Interview With Piers Morgan; Health Care Rollout; Republican Donors Withholding Cash

Aired October 18, 2013 - 18:00   ET

THIS IS A RUSH TRANSCRIPT. THIS COPY MAY NOT BE IN ITS FINAL FORM AND MAY BE UPDATED.


WOLF BLITZER, CNN ANCHOR: This hour, we're learning more about serious problems with the Obamacare Web site and the enrollment process.

Sources tell me there's deepening anger and frustration inside the White House, throughout the administration about the embarrassing rollout. Republicans are pouncing. They're demanding that the health secretary, Kathleen Sebelius, resign and scheduling a House Oversight hearing next week.

We also have confirmation just a little while ago we received that Sebelius herself has not agreed to testify. She said she's too busy and won't be able to appear. That's only making Republicans more angry.

Let's bring in our Brian Todd. He's been working this story for us from the very beginning.

What are you learning, Brian?

BRIAN TODD, CNN CORRESPONDENT: Wolf, new information today.

All day, we have been speaking to those on the receiving end of all these applications, insurance companies. Industry sources are telling us there are widespread problems with the applications coming in. Now they are having to track back to solve them.

(BEGIN VIDEOTAPE)

TODD (voice-over): Signing up for Obamacare is now a problem not just for potential customers, but for the insurance companies processing their applications.

Listen to Joan Budden, of the Michigan insurer Priority Health.

JOAN BUDDEN, PRIORITY HEALTH: We talked to one gentleman who had not received the confirmation that he anticipated on the exchange Web site, so he hit submit a couple times, and ended up -- was concerned that he had enrolled in multiple plans.

TODD: Another company tells us soon after enrollment started, they had one customer mistakenly apply three times for two different plans. Insurance industry sources tell CNN insurers are getting duplicates, missing information, data without a time stamp. We did speak to other insurers who told us they had no problem with the data, got complete applications, but for those who have had problems...

BUDDEN: We're calling each member and just going over the enrollment information with them to make sure it's accurate.

TODD: For a response to those issues, we called and e-mailed CGI, the private contractor which got tens of millions from the government to design this system. We didn't hear back.

The Department of Health and Human Services said, "As individual problems are raised by insurers, we work aggressively to address them."

As for customers' problems, we first interviewed Luke Chung, who runs a database company, a week into the enrollment. He had been pulling his hair out with all the glitches. Now he says there's still too many screens on the Web site for those applying.

(Collected data)

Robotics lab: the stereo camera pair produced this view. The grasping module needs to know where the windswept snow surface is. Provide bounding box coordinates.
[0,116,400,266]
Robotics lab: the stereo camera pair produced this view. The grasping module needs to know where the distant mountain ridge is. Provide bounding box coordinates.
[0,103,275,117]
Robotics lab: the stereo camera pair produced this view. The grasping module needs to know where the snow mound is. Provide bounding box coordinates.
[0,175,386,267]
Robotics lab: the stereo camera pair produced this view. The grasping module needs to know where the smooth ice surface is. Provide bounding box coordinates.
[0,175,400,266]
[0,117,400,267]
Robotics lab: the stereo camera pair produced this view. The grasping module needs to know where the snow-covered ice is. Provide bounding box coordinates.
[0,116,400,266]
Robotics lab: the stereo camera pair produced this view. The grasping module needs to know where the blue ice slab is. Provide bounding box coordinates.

* [Things to do]:
**1)** Sum up the transcript about the health care rollout in two sentences.
**2)** Pick up the transcript about the health care rollout after its final sentence and keep it going.

* [Written responses]:
**1)** The Obamacare Web site and enrollment process have serious problems, causing anger and frustration inside the White House, while Republicans demand that Health Secretary Kathleen Sebelius resign and are angered that she has not agreed to testify at next week's House Oversight hearing. Some insurance companies are receiving duplicate applications, missing information and data without a time stamp, so they are calling members to check their details, and the Department of Health and Human Services says it works aggressively to address problems insurers raise.

**2)**
LUKE CHUNG, PRESIDENT, FMS INC.: I had to enter a previous screen that gave me my name and e-mail address. Then I had to come to this screen to provide a user name and password. And the next screen, I have to provide three secret answers to questions.

TODD (on camera): And should it all be on one screen?

CHUNG: It should be on one screen. Why bother having three screens?

TODD: How would you fix it?

CHUNG: The way I would fix it would be two levels.

First of all, I would have a change in management. Technically, I would try to get people through this system as quickly as possible, asking for as few pieces of personal information as possible to expedite the process.

(END VIDEOTAPE)

TODD: Now, to be chair, Chung says he has seen some improvements on some pages he says on the Web site. They have had added more questions on single pages to save people have having to answer a question, save a screen and then go to the next Korean. And administration officials continue to say they are hammering away at the glitches. Wolf, they say that just about every day.

BLITZER: What his the biggest fundamental problem that Chung sees there?

TODD: He says what really they do that's unnerving to people who try to log on is they ask you to give you too much personal information just to get a price quote.

He says with every other service where you by something online, they will give you the price. They don't ask for all this personal information just for a price quote. He says, look, give us just the prices, that's it. Then if we decide to apply, then gather the personal information, but you have got to go through all this stuff.

(CROSSTALK)

BLITZER: Did you get an explanation for why they came up with this strategy that you got to give your Social Security number, all this personal information just to get various options?

TODD: The best people to ask and get that answer from is the contractor CGI that designed it. They're not talking. They're not talking to hardly anybody at this point.

The administration says, look, we know these are problems, we're just hammering away at them and we're streamlining the process. They seem to be a little unwilling to answer the specific questions about those specific things. You get the impression they're trying to work with the contractor to iron this out, but it's painstaking.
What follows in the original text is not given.